--- WHAT TO WORK ON ---
Return the lines below word for word, with nothing added, dropped, or changed.

┄┄┄┄┄┄

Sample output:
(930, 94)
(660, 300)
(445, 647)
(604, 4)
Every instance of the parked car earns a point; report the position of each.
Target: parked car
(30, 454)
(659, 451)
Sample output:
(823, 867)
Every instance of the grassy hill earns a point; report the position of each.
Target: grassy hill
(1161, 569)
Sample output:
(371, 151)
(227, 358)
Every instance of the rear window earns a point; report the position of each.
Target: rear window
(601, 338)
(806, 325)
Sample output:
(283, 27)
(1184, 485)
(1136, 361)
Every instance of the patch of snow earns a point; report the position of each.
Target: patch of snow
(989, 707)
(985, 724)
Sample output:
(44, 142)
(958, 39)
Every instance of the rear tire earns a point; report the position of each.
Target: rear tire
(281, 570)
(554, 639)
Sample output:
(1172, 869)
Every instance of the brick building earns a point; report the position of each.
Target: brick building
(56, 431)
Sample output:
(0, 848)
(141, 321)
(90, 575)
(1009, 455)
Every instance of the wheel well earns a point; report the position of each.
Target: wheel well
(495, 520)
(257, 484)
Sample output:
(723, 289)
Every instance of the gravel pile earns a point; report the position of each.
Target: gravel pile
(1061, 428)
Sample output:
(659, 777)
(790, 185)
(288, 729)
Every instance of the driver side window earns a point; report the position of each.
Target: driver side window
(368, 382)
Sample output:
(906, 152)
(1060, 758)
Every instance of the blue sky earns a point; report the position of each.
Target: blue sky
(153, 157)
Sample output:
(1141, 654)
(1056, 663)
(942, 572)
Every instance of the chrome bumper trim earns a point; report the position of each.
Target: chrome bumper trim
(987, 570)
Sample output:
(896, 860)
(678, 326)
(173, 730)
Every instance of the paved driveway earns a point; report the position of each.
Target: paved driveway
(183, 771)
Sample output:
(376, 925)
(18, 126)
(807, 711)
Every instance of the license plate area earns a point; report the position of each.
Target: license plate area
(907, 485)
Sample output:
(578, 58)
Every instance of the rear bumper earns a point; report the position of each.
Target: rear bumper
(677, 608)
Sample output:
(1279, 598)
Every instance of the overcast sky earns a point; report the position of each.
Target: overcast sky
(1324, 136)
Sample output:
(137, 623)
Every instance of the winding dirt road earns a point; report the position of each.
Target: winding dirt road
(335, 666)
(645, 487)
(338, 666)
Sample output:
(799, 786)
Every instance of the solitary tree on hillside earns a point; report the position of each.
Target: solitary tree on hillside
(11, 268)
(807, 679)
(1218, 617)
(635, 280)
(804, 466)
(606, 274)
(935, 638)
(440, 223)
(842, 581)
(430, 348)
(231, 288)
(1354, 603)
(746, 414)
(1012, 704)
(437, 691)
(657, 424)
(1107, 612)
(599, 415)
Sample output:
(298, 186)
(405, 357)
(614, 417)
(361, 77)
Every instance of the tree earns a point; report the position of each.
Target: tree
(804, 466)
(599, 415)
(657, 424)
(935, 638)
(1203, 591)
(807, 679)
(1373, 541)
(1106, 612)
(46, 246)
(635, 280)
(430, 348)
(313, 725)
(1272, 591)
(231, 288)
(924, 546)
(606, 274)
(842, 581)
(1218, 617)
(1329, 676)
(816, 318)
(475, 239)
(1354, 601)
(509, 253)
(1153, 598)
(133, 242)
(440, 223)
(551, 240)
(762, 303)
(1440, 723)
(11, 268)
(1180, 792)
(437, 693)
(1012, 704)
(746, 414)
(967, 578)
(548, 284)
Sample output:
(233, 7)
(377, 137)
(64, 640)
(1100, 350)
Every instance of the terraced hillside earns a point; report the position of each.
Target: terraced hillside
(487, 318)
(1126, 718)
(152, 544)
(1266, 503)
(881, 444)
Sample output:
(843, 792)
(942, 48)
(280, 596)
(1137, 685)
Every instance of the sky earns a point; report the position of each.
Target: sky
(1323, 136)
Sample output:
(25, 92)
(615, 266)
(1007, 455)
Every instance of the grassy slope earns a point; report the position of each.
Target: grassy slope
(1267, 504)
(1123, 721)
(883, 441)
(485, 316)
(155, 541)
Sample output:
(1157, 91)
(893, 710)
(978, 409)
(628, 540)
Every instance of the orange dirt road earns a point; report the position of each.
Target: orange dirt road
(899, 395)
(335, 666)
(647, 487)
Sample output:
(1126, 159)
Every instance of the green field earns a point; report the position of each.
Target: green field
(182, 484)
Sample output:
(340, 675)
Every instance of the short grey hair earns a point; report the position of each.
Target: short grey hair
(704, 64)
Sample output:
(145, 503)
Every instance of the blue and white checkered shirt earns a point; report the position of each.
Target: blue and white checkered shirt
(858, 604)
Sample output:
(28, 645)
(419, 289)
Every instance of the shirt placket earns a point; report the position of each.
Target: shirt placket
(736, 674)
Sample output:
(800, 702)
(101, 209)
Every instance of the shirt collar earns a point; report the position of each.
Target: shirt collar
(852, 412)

┄┄┄┄┄┄

--- ANSWER TO THIS TASK ---
Sample output:
(930, 94)
(660, 300)
(445, 647)
(604, 4)
Every instance of the parked car earns a point; report the position of each.
Target: parked car
(30, 454)
(659, 451)
Sample output:
(823, 867)
Every instance of the grassy hill earns a point; report the position of each.
Target: grassy hill
(1161, 569)
Sample output:
(371, 151)
(227, 358)
Every instance of the rear window earns a point; report the position of each.
Target: rear window
(601, 338)
(806, 325)
Sample output:
(283, 27)
(1184, 485)
(1136, 361)
Every instance of the patch of snow earns a point; report the position of each.
Target: patch of snow
(989, 707)
(985, 724)
Sample output:
(44, 142)
(958, 39)
Every instance of the rear tire earns a point; report the position of each.
Target: rear tire
(281, 570)
(554, 639)
Sample output:
(1172, 869)
Every instance of the brick building earns a point; report the position of each.
Target: brick building
(56, 431)
Sample output:
(0, 848)
(141, 321)
(90, 575)
(1009, 455)
Every instance of the wheel well earns a point; report the position of each.
Target: wheel well
(495, 520)
(257, 484)
Sample output:
(723, 289)
Every instance of the gravel pile earns a point; report the position of each.
Target: gravel pile
(1061, 428)
Sample output:
(659, 777)
(790, 185)
(288, 729)
Every instance of the driver side window earns a point; report the position of each.
Target: driver side window
(368, 382)
Sample output:
(906, 152)
(1060, 758)
Every instance of the blue sky earns a point; report the position of each.
Target: blue sky
(153, 157)
Sample output:
(1141, 654)
(1056, 663)
(942, 572)
Every instance of the chrome bumper trim earns a point; report the position of each.
Target: chrome bumper trim
(987, 570)
Sample output:
(896, 860)
(678, 326)
(173, 730)
Every instance of the paved driveway earns a point; report the position of each.
Target: paved driveway
(183, 771)
Sample output:
(376, 925)
(18, 126)
(807, 711)
Every instance of the license plate area earns a point; report the position of each.
Target: license plate area
(907, 485)
Sample output:
(578, 58)
Every instance of the rear bumper earns a point; report the position of each.
Target: rear bumper
(677, 608)
Sample output:
(1279, 598)
Every instance of the overcast sky earns a point; report the position of each.
Target: overcast sky
(1324, 136)
Sample output:
(137, 623)
Every instance of the winding dirt road earns a point; report the position of each.
Target: winding dirt road
(335, 666)
(645, 487)
(338, 666)
Sample output:
(799, 786)
Every instance of the solitary tree on hillside earns a point; report the position of each.
Target: solitary tree on hillside
(11, 268)
(807, 679)
(1218, 617)
(635, 280)
(804, 466)
(606, 274)
(935, 638)
(440, 223)
(842, 581)
(430, 348)
(231, 288)
(1354, 603)
(746, 414)
(1012, 704)
(437, 691)
(657, 424)
(1107, 612)
(599, 415)
Sample output:
(298, 186)
(405, 357)
(614, 417)
(361, 77)
Every instance of the tree earns a point; report the position of each.
Target: tree
(804, 466)
(599, 415)
(657, 424)
(935, 638)
(1203, 591)
(807, 679)
(1373, 541)
(1106, 612)
(46, 246)
(635, 280)
(430, 348)
(313, 725)
(1272, 591)
(231, 288)
(924, 546)
(606, 274)
(842, 581)
(1218, 617)
(1329, 676)
(816, 318)
(475, 239)
(1354, 601)
(509, 253)
(1153, 598)
(133, 242)
(440, 223)
(551, 240)
(762, 303)
(1440, 723)
(11, 268)
(1180, 792)
(437, 693)
(1012, 704)
(746, 414)
(967, 578)
(548, 284)
Sample output:
(233, 7)
(377, 137)
(64, 640)
(1100, 350)
Every instance of the terraced hillside earns a point; report the position of each.
Target: terraced hillside
(487, 318)
(1126, 718)
(152, 544)
(1266, 503)
(881, 444)
Sample output:
(843, 792)
(942, 48)
(280, 596)
(1137, 685)
Every instance of the sky earns a point; report the position of each.
Target: sky
(1323, 136)
Sample output:
(25, 92)
(615, 266)
(1007, 455)
Every instance of the grassy slope earns a point; report the position of each.
Target: grassy slope
(1267, 504)
(1123, 721)
(883, 441)
(485, 316)
(155, 541)
Sample output:
(1157, 91)
(893, 710)
(978, 409)
(628, 540)
Every instance of the orange dirt road earns a point; report the position of each.
Target: orange dirt road
(899, 395)
(335, 666)
(647, 487)
Sample output:
(1126, 159)
Every instance of the green field earns a point; report the position of each.
Target: green field
(182, 484)
Sample output:
(340, 675)
Every instance of the short grey hair earns a point; report the position of each.
Target: short grey hair
(704, 64)
Sample output:
(145, 503)
Every instance of the blue and white checkered shirt earns a point; report the position of each.
Target: blue and white checkered shirt
(858, 604)
Sample output:
(28, 645)
(419, 289)
Every instance of the shirt placket earns a point; report the position of each.
Target: shirt placket
(736, 674)
Sample output:
(800, 702)
(101, 209)
Every instance of the shirt collar earns a point; report the position of each.
Target: shirt collar
(852, 412)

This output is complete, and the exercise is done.